--- DATA ENTRIES ---

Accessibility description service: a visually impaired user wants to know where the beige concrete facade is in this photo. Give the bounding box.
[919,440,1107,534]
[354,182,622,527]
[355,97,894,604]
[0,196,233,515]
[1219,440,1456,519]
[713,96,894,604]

---

■ **WRITTEN EXERCISE**: Please put the records above into a numbered list, leaving out any blank lines.

■ **WORKED SOLUTION**:
1. Accessibility description service: a visually impaired user wants to know where the beige concrete facade is in this photo. Give the bounding box.
2. [919,440,1107,534]
3. [354,182,622,527]
4. [355,97,894,604]
5. [0,196,233,515]
6. [1219,440,1456,519]
7. [713,96,894,604]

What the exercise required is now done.